**Selected extract**:
This work transforms individual lives and the nature of the care relationship itself. As one domestic worker and babysitter from San Francisco shared with CDWC, “Know Your Rights training taught me to value myself. To set boundaries…when one is undocumented, we feel pressured to always say yes. Now I know that I have my rights.” Another worker leader, a nanny, added, “Before I joined the training… I didn’t know how to compute my wage. And it was just okay with me as long as I got paid. But now, I calculate everything.”

Perhaps the most visionary illustration of the elder-worker nexus is the “Vivid Life Homecare Cooperative Initiative,” launched in 2025. Confronting the intersecting crises of an aging population, poverty wages, and racial inequality, Vivid Life is building a statewide network of worker-owned homecare cooperatives.

By 2027, the initiative aims to create stable, dignified jobs for over 200 caregivers—mostly immigrant women and women of color—while delivering high-quality, culturally relevant care to elders. This model flips the script: caregivers become owners, gaining democratic control, living wages, and economic security. For elders and families, it promises consistent, compassionate care from an invested, respected workforce. It’s a tangible model of the coalition’s vision, showing that in order for a care system to be sustainable, it must include both those who give and those who receive care.

The “Long-Term Support Services (LTSS) Grassroots Coalition” addresses all sides and demographics of the care spectrum. This alliance brings together older adults, people with disabilities, and homecare providers to advocate for a more just and sustainable system, fighting budget cuts and lobbying for better wages and affordable care.

The sustainability of this work depends on the leaders it cultivates. Workers like Reyna Alvarado, who participates in a community radio program, finds strength in breaking isolation.

PC: Joyce Xi @joycexiphotography

“We tell our stories to empower ourselves and to raise the awareness within our community,” she says. For many, leadership is about transforming personal hardship. Ms. Escobar observes that leaders are driven by a desire “to reach other workers so they don’t experience what they’ve gone through and break that cycle.”

To nourish this resilience, the coalition integrates cultural work and healing–an often overlooked modality in advocacy and public sector programming.

“Art allows you to access a different vision,” Ms. Escobar says. “In order to find solutions… you have to access a creative part of ourselves.” This approach provides a counter-narrative to the fear and misinformation targeting immigrant communities, which the CDWC also combats through direct digital campaigns.

The road ahead for CDWC involves deepening this work: implementing SB 1350, expanding the DWEOP program, and defending communities under threat. The coalition’s nuts-and-bolts strategy remains focused on building the political power of domestic workers through advocacy, enforcement, and leadership development.

At the same time, the CDWC’s holistic vision and journey reinforces their radical truth that caring for our elders and valuing the workforce that makes it possible are one and the same mission. By fighting for safe jobs, living wages, and respect for domestic workers, they are fundamentally fighting for the quality and dignity of care for all Californians as they age.

 

PC: Joyce Xi
On the organization’s biggest “wins” this year, Ms. Escobar is proud to talk about the people leading this work who’ve also experienced the hardships they’re advocating for. “They have faced the industry and feel pride and understanding of the value of their experiences…then they are able to reach other workers so that they don’t experience what they’ve gone through and end up breaking that cycle of exploitation and isolation,” she says. “This is also a part of how we think about healing: the transformation of a hard experience into being able to support a larger transformation within this industry…by becoming leaders they show others the way.”

Ultimately, Ms. Escobar and the CDWC envision a future that celebrates the value brought by women, immigrants, and women of color to the caretaking sector, a future where the legal exclusions against domestic workers are gone and are instead replaced by an unstoppable and organized movement that has reshaped society’s understanding of care work.

**How to complete this task**: In the passage about the California Domestic Workers Coalition, how many caregivers does the Vivid Life Homecare Cooperative Initiative aim to create jobs for by 2027? These records come from a different source than the passage above.

[Stored entries]

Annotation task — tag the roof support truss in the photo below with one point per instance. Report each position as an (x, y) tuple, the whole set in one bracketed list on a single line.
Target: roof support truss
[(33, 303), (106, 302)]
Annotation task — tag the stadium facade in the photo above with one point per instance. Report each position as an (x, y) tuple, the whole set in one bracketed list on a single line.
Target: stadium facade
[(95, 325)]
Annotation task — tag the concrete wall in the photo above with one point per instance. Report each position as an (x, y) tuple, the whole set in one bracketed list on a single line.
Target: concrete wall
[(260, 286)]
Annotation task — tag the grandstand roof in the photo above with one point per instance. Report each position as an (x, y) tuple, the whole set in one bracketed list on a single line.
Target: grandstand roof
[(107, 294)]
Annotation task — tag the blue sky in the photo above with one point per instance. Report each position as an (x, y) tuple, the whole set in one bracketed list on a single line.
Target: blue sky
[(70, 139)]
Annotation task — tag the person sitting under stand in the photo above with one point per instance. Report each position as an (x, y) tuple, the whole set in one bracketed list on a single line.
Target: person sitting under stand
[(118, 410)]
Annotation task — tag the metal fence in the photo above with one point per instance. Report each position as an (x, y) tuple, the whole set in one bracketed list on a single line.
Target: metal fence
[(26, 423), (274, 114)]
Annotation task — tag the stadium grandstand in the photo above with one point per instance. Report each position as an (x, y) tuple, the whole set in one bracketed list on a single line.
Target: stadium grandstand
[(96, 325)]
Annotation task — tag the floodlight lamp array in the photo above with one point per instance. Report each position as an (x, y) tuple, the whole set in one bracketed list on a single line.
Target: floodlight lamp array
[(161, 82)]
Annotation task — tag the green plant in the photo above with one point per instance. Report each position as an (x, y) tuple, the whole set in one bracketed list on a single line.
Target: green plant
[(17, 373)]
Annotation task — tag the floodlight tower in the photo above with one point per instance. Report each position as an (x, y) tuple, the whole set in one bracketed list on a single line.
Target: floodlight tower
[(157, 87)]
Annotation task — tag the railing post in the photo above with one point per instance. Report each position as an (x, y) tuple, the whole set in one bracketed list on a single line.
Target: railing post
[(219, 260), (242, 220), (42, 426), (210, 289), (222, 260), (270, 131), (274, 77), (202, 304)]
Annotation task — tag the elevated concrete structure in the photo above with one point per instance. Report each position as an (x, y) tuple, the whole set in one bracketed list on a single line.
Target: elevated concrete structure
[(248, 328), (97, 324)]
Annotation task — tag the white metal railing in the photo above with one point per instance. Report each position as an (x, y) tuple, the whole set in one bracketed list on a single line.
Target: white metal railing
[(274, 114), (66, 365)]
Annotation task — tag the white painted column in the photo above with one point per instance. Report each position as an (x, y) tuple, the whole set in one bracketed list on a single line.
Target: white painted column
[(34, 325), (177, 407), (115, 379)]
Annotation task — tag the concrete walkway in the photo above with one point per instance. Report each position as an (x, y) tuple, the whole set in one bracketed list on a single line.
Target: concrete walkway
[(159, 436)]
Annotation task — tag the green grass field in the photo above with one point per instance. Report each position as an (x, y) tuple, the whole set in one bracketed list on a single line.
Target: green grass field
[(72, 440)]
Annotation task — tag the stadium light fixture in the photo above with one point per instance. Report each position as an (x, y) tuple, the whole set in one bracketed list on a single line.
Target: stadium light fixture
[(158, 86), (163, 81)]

**Answer to the problem**: Over 200 caregivers.